→ **To-do list**
A – Summarize this plot summary in two sentences.
B – In the plot summary, whom does Martha turn down when he asks her out?
C – Copy the plot summary from "After an awkward" to "they are staying.".

→ **Document extract**
------------

After an awkward dinner at the Beemans', Philip asks Elizabeth why she is giving him the cold shoulder. She tells him that she knows he slept with Irina. Philip apologizes and asks for a second chance, but Elizabeth declines. Philip (as Clark) asks Martha (Alison Wright), Gaad's secretary, about Gaad and the FBI's knowledge of the bombing. Martha volunteers to find out what Gaad knows and later makes copies of secret files that Gaad gave to her, but is briefly interrupted by Chris Amador (Maximiliano Hernández), whom Martha used to briefly date and who asks her out. She declines and brings the files to Philip, citing suspicious foreign nationals that came to the US in the past week, with information on hotels in which they are staying.

Philip and Elizabeth go to the assassin's hotel room, with Philip kicking the door down and pulling a gun on him and Elizabeth entering through the window and doing the same. The assassin backs himself near the bathroom and signals to a bomb placed on the wall behind Philip. The assassin draws his gun and a gunfight ensues. As the assassin is attempting to detonate the bomb, Elizabeth tosses it into the bathroom where the assassin is hiding; he accidentally blows himself up.

------------

→ **Data block**
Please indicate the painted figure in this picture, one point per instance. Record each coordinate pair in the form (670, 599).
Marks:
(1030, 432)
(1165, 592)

------------

→ **Solved problems**
A – Elizabeth tells Philip she knows he slept with Irina and refuses him a second chance, while Philip, as Clark, gets Martha to copy Gaad's secret files on suspicious foreign nationals who came to the US in the past week and the hotels where they are staying. Philip and Elizabeth then confront the assassin in his hotel room, and during the gunfight Elizabeth tosses his bomb into the bathroom, where he accidentally blows himself up.

B – Chris Amador, whom she used to briefly date.

C –
After an awkward dinner at the Beemans', Philip asks Elizabeth why she is giving him the cold shoulder. She tells him that she knows he slept with Irina. Philip apologizes and asks for a second chance, but Elizabeth declines. Philip (as Clark) asks Martha (Alison Wright), Gaad's secretary, about Gaad and the FBI's knowledge of the bombing. Martha volunteers to find out what Gaad knows and later makes copies of secret files that Gaad gave to her, but is briefly interrupted by Chris Amador (Maximiliano Hernández), whom Martha used to briefly date and who asks her out. She declines and brings the files to Philip, citing suspicious foreign nationals that came to the US in the past week, with information on hotels in which they are staying.